* [任务目标] 请从这篇讲最短路与找桥的题解中一字不改地引用一段，以“Codeforces Gym 100338C”开头，一直延续到“是答案。需要注意的是有重边。”为止。

* [引用原文]
::::
Codeforces Gym 100338C Important Roads 最短路+Tarjan找桥

原题链接：http://codeforces.com/gym/100338/attachments/download/2136/20062007-winter-petrozavodsk-camp-andrew-stankevich-contest-22-asc-22-en.pdf

题意

给你一个无向图，要从1走到n，问你哪些边去掉之后就没法走原本的最短路了。

题解

跑两发最短路，顺着跑一发，倒着跑一发，对于边(u,v)，如果w(u,v)+d[u]+rd[v]或者w(u,v)+d[v]+rd[u]等于最短路，那么边(u,v)就是某条最短路上的边，将这些边标记好后，跑一发Tarjan找桥，这些桥就是答案。需要注意的是有重边。
::::
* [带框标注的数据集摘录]
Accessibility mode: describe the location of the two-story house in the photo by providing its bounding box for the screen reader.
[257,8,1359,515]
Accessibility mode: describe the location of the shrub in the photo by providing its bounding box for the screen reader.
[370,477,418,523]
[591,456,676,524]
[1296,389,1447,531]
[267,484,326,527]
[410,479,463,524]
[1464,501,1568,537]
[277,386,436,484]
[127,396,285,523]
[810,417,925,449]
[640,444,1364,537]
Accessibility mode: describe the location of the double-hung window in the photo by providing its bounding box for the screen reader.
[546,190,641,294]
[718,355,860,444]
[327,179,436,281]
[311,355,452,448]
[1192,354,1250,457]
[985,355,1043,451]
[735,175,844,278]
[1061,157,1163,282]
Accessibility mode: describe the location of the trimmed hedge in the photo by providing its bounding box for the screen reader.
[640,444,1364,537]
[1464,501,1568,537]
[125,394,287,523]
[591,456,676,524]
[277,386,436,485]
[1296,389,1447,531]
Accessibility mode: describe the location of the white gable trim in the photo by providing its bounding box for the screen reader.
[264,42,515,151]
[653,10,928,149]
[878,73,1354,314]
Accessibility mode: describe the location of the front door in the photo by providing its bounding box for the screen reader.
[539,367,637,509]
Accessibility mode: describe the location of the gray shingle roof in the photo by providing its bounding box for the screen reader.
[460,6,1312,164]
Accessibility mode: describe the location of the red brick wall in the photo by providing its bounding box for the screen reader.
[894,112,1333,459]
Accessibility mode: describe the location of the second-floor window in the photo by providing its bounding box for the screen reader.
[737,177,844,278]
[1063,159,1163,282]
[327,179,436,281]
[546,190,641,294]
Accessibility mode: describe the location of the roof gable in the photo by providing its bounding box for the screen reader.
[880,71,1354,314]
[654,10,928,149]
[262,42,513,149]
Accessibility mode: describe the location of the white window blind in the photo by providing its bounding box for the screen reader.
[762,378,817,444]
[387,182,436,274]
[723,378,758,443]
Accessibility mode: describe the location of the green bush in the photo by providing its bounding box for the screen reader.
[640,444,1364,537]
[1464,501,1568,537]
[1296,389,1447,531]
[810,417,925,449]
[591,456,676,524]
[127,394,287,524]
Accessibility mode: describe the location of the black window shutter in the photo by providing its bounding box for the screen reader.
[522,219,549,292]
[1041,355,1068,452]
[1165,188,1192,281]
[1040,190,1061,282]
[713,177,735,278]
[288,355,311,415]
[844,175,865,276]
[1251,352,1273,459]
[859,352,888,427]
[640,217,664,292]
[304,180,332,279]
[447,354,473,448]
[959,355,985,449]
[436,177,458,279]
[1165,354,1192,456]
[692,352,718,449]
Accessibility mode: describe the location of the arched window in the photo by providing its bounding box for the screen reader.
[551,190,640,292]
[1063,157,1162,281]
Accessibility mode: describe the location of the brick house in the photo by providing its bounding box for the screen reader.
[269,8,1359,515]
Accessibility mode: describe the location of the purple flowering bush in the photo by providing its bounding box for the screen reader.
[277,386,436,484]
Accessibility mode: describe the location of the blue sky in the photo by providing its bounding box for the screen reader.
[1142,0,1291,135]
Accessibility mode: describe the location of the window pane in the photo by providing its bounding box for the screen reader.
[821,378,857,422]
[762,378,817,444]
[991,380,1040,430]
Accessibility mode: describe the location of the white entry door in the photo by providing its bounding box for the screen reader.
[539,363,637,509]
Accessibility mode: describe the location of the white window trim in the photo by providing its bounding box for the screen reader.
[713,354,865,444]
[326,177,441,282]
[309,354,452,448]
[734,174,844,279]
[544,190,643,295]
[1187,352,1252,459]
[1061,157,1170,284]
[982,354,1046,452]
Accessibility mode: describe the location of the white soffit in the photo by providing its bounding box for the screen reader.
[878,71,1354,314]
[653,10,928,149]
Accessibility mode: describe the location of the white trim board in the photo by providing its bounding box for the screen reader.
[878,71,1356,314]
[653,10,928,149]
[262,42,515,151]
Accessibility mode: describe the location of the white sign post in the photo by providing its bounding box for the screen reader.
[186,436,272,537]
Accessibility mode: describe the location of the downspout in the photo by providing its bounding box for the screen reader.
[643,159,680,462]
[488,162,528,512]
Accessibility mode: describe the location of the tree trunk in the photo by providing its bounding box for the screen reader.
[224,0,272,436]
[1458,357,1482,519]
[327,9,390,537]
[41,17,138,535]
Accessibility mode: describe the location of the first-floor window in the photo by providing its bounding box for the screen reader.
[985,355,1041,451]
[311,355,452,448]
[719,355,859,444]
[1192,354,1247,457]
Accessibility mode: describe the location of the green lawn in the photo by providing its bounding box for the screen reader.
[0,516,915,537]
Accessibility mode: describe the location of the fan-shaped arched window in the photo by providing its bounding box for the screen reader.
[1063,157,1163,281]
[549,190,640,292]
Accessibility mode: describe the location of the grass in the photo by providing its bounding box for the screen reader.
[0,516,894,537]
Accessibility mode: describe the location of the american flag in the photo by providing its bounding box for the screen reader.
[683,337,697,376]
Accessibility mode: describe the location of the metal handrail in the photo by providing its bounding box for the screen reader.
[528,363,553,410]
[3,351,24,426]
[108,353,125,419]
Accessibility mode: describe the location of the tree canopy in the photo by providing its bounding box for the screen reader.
::::
* [本题答案]
Codeforces Gym 100338C Important Roads 最短路+Tarjan找桥

原题链接：http://codeforces.com/gym/100338/attachments/download/2136/20062007-winter-petrozavodsk-camp-andrew-stankevich-contest-22-asc-22-en.pdf

题意

给你一个无向图，要从1走到n，问你哪些边去掉之后就没法走原本的最短路了。

题解

跑两发最短路，顺着跑一发，倒着跑一发，对于边(u,v)，如果w(u,v)+d[u]+rd[v]或者w(u,v)+d[v]+rd[u]等于最短路，那么边(u,v)就是某条最短路上的边，将这些边标记好后，跑一发Tarjan找桥，这些桥就是答案。需要注意的是有重边。